» Task instructions
Copy out all of the entries, keeping every word the same.

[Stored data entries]
:::
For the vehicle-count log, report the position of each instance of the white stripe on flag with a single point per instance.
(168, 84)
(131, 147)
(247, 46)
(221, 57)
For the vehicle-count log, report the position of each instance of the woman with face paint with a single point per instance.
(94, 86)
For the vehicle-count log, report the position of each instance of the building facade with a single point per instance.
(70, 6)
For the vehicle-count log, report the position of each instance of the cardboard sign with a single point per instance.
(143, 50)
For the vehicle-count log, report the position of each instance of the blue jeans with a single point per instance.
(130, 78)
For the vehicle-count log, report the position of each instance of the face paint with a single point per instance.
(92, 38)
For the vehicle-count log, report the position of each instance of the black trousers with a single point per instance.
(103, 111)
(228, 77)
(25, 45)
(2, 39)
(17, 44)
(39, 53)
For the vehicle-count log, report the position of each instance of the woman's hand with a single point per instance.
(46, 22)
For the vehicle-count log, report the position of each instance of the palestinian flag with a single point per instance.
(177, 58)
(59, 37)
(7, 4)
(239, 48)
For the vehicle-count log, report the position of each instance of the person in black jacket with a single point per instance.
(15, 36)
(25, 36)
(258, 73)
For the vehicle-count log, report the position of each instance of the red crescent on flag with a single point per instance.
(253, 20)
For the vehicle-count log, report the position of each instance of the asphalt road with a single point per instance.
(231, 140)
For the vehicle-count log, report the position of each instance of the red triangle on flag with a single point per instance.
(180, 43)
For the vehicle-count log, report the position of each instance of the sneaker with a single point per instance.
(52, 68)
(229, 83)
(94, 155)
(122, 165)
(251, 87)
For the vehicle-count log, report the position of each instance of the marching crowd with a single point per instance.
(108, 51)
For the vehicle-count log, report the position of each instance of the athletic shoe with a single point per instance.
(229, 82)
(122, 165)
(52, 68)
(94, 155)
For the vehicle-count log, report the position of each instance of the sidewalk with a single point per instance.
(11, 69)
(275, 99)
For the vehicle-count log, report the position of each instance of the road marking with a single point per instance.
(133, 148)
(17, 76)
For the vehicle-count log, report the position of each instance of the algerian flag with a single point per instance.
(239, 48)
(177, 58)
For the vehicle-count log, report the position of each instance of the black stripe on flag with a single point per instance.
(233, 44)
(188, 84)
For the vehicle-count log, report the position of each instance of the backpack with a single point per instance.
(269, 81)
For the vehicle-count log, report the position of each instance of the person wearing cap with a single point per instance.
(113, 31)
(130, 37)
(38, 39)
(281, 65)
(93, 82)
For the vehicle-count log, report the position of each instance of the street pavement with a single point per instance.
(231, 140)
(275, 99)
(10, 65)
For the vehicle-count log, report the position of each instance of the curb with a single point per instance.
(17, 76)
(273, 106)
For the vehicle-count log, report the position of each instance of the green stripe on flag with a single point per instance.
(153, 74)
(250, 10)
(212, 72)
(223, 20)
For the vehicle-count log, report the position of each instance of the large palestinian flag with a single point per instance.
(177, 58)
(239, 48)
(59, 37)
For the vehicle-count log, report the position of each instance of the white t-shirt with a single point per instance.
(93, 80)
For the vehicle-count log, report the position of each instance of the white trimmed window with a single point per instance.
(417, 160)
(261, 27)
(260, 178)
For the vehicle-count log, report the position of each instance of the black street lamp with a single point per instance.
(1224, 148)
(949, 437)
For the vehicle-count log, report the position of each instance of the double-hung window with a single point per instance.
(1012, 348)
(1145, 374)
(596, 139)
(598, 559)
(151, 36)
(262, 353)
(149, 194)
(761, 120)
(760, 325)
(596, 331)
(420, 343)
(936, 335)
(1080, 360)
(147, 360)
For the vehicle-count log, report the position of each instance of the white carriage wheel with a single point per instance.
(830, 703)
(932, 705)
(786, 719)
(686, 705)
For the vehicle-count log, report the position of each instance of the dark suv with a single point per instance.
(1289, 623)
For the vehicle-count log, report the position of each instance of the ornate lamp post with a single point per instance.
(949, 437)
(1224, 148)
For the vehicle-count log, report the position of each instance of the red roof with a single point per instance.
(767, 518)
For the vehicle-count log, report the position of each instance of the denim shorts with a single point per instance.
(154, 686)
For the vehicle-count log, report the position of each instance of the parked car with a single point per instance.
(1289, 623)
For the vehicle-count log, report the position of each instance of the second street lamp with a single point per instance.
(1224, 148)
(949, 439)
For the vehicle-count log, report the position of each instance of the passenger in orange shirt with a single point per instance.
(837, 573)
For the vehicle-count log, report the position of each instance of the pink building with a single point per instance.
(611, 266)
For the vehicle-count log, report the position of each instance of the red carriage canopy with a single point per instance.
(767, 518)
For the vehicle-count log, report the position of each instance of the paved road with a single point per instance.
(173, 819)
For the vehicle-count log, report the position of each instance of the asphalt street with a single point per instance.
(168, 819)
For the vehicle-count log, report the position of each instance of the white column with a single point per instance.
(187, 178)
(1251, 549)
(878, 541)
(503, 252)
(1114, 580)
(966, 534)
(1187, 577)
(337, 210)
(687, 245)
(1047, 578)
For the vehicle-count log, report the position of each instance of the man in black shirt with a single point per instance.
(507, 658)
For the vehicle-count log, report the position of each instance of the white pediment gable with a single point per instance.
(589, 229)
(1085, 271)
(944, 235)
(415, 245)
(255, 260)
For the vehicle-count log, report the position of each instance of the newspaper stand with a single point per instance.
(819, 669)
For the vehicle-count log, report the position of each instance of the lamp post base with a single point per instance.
:::
» Exercise response
For the vehicle-count log, report the position of each instance of the white stripe on flag with a single point per instance.
(168, 84)
(131, 147)
(247, 46)
(221, 57)
For the vehicle-count log, report the position of each instance of the woman with face paint with a single point per instance.
(94, 86)
For the vehicle-count log, report the position of each instance of the building facade with a single point per instance.
(70, 6)
For the vehicle-count log, report the position of each instance of the cardboard sign with a single point per instance.
(143, 50)
For the vehicle-count log, report the position of each instance of the blue jeans with a single point per instance.
(130, 78)
For the vehicle-count log, report the position of each instance of the face paint with a single point per instance.
(92, 38)
For the vehicle-count log, report the position of each instance of the black trousers with a single point per instance.
(103, 111)
(228, 77)
(25, 45)
(2, 39)
(17, 44)
(39, 53)
For the vehicle-count log, report the position of each instance of the woman's hand with a single point per instance.
(46, 22)
For the vehicle-count log, report the position of each instance of the palestinian flag with a single point per instance.
(177, 58)
(59, 37)
(7, 4)
(239, 48)
For the vehicle-count log, report the position of each instance of the person in black jacket with a single point per instance.
(15, 36)
(25, 36)
(258, 73)
For the vehicle-count log, report the position of each instance of the red crescent on flag with a single point per instance.
(253, 20)
For the vehicle-count log, report the position of each instance of the asphalt road with a single point per instance.
(231, 140)
For the vehicle-count log, report the position of each instance of the red triangle on flag with a single point per instance.
(180, 43)
For the vehicle-count log, report the position of each instance of the sneaker with a single point per instance.
(52, 68)
(229, 83)
(94, 155)
(122, 165)
(251, 87)
For the vehicle-count log, report the position of each instance of the marching crowd with a single point per instance.
(108, 51)
For the vehicle-count log, report the position of each instance of the athletic shoe with a single point per instance.
(229, 82)
(122, 165)
(52, 68)
(94, 155)
For the vehicle-count log, report the position of each instance of the sidewalk with a single point per instance.
(11, 69)
(275, 99)
For the vehicle-count log, report the position of each instance of the road marking with a single point per instance.
(133, 148)
(17, 76)
For the vehicle-count log, report the position of each instance of the algerian flag with a single point per instance.
(239, 48)
(177, 58)
For the vehicle-count log, report the position of each instance of the black stripe on flag with a single point per instance.
(233, 44)
(188, 84)
For the vehicle-count log, report the position of each instance of the backpack with a single point per instance.
(269, 81)
For the vehicle-count log, report the position of each instance of the person wearing cap with a single point per instance.
(113, 31)
(130, 37)
(38, 39)
(281, 65)
(93, 82)
For the vehicle-count log, report the position of each instance of the street pavement with a single point per instance.
(231, 140)
(275, 99)
(10, 65)
For the vehicle-count log, report the position of each instance of the curb with a single point per instance.
(17, 76)
(273, 106)
For the vehicle-count log, report the position of each instance of the green stripe on flag with a single point per instance.
(153, 74)
(250, 10)
(212, 72)
(223, 20)
For the vehicle-count log, report the position of each instance of the large palestinian flag with a single point per instance.
(177, 58)
(239, 48)
(59, 37)
For the vehicle-count log, report the position of each instance of the white t-shirt with a single point per instance.
(93, 80)
For the vehicle-count log, report the position of each instance of the white trimmed window with a single point per instance.
(417, 160)
(261, 27)
(260, 178)
For the vehicle-count log, report the position of each instance of the black street lamp with a single point per instance.
(1224, 148)
(949, 437)
For the vehicle-count log, report the position of each instance of the double-hung window with a single point per instance.
(1012, 348)
(1145, 374)
(596, 139)
(598, 559)
(151, 36)
(262, 353)
(149, 194)
(761, 120)
(760, 325)
(596, 331)
(420, 343)
(936, 335)
(1080, 360)
(147, 360)
For the vehicle-count log, report the position of each instance of the white carriage wheel with a single point per instance.
(830, 703)
(932, 705)
(786, 719)
(686, 705)
For the vehicle-count log, report the position of each instance of the dark suv with a single point per instance.
(1289, 623)
For the vehicle-count log, report the position of each instance of the ornate lamp post with a single point per instance.
(949, 437)
(1224, 148)
For the vehicle-count log, report the position of each instance of the red roof with a single point per instance.
(767, 518)
For the vehicle-count log, report the position of each instance of the denim shorts with a single point per instance.
(154, 686)
For the vehicle-count log, report the position of each instance of the parked car with a single point per instance.
(1289, 623)
For the vehicle-count log, report the position of each instance of the second street lamp with a single point per instance.
(1224, 148)
(949, 439)
For the vehicle-count log, report the position of each instance of the passenger in orange shirt with a single point per instance.
(837, 573)
For the vehicle-count log, report the position of each instance of the pink building with a single point per instance.
(611, 266)
For the vehicle-count log, report the position of each instance of the red carriage canopy with a single point per instance.
(767, 518)
For the vehicle-count log, report the position of each instance of the paved road with a single point per instance.
(173, 819)
For the vehicle-count log, report the position of each instance of the asphalt street with a single point per instance.
(168, 819)
For the vehicle-count log, report the position of each instance of the white column with a single point per instance.
(187, 178)
(1251, 549)
(878, 541)
(503, 252)
(1114, 580)
(966, 534)
(1187, 577)
(337, 210)
(687, 245)
(1047, 578)
For the vehicle-count log, report the position of each instance of the man in black shirt with a single point per instance.
(507, 658)
For the vehicle-count log, report the position of each instance of the white pediment gable with a single point per instance.
(589, 229)
(1085, 271)
(944, 235)
(415, 245)
(255, 260)
For the vehicle-count log, report the position of each instance of the newspaper stand with a single point per instance.
(819, 669)
For the vehicle-count log, report the position of each instance of the lamp post base with a single point per instance.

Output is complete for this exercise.